• **Instructions to follow**:
Answer these questions from the article on Patience Jonathan's health.
(a) Who is credited with the quotation that opens the article?
(b) What have the Dubai media denied?
(c) In which country was Patience said to be having her appendix removed?

• **Text shown**:
By Denrele Animasaun
“We can’t solve problems by using the same kind of thinking we used when we created them.” – Albert Einstein
In the last couple of weeks, you could not have failed to notice the media frenzy on the health of Patience Goodluck Jonathan; especially with the spin doctors and all the presidents’ men diagnosing Patience ‘s health status with all sorts of prognosis.
The Dubai media have now denied that Patience contracted food poisoning while she was on a trip there. So far, we know she was in Germany to remove her appendix, then the official line is that she has fibroids, it has been operated on and she is recovering in hospital.
There were murmurs that some well-wishers band of governors were told they could not visit Patience but yet, Jonathan wants the nation to pray for his wife. This pattern is not new in the black community. If I generalise, I do apologise as it is my intention not to make a sweeping statement especially on this subject matter.

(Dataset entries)
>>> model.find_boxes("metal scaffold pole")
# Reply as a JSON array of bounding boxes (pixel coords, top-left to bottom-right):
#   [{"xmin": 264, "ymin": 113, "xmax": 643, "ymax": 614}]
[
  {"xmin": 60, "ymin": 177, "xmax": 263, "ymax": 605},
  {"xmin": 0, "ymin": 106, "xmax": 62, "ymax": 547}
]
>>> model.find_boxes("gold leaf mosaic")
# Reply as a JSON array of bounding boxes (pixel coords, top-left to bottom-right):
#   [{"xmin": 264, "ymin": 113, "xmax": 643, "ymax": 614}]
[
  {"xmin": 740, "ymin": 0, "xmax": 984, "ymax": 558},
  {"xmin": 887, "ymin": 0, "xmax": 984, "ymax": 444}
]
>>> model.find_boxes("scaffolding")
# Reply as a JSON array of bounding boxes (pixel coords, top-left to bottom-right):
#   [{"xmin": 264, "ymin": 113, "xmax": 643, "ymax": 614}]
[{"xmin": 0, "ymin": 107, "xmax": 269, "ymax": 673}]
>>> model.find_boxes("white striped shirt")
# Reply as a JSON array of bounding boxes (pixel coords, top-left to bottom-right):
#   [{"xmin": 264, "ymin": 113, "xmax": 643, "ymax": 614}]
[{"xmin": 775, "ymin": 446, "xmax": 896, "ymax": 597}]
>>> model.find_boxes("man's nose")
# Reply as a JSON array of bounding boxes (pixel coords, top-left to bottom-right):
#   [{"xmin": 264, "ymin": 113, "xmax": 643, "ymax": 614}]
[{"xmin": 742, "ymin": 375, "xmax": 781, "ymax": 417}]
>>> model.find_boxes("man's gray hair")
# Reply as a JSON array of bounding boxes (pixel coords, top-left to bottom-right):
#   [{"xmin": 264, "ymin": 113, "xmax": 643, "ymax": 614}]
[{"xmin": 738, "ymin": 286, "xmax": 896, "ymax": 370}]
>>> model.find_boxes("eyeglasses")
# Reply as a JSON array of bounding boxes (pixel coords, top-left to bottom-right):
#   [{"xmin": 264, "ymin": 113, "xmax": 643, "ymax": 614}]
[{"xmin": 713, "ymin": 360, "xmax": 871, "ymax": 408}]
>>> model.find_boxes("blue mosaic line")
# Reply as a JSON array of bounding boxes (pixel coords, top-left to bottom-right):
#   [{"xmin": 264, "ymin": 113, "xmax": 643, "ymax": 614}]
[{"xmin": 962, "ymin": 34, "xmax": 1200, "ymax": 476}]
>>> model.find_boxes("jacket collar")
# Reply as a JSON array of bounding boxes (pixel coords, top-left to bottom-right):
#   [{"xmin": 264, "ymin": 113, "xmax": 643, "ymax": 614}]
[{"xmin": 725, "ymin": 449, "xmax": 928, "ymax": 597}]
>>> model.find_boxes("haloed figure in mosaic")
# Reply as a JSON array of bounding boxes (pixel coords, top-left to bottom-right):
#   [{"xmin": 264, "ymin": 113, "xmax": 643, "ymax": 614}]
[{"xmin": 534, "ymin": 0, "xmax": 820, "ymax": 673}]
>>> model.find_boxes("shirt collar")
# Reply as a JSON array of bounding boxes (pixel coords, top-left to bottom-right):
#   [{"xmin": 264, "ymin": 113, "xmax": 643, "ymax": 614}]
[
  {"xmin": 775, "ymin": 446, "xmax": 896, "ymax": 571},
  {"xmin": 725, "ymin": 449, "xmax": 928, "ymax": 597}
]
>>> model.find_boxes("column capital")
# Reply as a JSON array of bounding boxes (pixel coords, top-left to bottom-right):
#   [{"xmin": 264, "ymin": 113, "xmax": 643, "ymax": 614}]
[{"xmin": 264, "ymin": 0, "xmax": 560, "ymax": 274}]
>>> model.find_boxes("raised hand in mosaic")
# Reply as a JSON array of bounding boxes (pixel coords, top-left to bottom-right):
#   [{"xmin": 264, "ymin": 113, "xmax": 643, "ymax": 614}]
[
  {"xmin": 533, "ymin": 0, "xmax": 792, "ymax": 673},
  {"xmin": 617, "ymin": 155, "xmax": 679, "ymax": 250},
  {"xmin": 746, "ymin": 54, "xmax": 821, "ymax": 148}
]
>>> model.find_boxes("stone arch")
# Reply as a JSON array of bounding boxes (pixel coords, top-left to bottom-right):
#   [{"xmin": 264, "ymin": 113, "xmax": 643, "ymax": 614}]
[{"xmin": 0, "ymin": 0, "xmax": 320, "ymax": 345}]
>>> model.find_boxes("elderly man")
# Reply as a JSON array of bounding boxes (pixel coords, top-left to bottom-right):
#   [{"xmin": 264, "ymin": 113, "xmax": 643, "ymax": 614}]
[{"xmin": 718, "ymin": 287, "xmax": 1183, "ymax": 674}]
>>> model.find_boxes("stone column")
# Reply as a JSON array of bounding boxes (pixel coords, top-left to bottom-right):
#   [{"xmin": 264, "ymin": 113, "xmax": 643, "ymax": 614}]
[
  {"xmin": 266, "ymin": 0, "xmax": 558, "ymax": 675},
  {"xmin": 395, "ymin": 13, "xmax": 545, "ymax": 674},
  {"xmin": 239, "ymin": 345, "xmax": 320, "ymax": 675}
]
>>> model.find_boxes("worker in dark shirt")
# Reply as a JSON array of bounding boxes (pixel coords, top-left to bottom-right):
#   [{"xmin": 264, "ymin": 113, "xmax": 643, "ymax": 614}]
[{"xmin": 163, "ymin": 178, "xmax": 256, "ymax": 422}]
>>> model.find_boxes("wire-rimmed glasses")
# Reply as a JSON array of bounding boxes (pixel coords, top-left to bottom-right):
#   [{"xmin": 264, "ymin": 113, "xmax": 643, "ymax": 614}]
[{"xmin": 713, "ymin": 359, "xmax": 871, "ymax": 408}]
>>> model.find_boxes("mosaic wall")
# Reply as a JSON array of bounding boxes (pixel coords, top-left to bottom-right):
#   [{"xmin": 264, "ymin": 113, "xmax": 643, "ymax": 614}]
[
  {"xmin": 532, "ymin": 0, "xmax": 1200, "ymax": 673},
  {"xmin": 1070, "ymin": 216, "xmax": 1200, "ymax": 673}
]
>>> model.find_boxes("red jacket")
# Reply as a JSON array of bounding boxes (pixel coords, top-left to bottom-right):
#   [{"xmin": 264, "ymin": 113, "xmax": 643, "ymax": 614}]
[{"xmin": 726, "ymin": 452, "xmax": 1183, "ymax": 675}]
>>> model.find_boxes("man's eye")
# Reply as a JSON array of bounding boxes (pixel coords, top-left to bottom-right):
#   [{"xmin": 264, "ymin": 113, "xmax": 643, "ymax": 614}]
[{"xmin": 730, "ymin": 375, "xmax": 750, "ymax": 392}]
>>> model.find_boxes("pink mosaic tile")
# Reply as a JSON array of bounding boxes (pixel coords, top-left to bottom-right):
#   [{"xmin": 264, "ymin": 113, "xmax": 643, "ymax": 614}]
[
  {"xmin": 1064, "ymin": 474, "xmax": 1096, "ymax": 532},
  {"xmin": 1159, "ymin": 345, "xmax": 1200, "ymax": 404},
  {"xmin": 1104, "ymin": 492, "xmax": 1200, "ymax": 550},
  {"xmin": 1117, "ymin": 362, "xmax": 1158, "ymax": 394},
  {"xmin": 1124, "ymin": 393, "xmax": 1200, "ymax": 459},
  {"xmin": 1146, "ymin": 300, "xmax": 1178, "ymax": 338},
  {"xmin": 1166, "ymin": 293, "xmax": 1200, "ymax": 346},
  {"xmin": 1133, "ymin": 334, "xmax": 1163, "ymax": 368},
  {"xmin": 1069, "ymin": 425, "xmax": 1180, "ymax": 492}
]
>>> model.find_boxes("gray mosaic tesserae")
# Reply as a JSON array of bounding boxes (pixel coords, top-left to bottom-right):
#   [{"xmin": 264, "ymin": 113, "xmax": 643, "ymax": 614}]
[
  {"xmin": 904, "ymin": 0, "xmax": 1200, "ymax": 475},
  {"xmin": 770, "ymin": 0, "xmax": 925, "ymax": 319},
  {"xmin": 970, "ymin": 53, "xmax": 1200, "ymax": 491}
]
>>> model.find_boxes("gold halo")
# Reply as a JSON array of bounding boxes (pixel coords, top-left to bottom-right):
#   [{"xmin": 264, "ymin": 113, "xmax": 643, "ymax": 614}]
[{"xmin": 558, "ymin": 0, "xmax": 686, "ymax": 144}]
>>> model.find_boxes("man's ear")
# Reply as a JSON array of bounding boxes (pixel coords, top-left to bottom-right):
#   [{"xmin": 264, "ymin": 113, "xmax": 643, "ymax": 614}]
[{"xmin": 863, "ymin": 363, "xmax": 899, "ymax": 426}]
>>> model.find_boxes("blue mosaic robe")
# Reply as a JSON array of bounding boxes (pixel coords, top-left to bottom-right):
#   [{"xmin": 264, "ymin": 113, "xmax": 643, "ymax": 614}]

• **Answer to this task**:
(a) Albert Einstein.
(b) That Patience contracted food poisoning while she was on a trip there.
(c) Germany.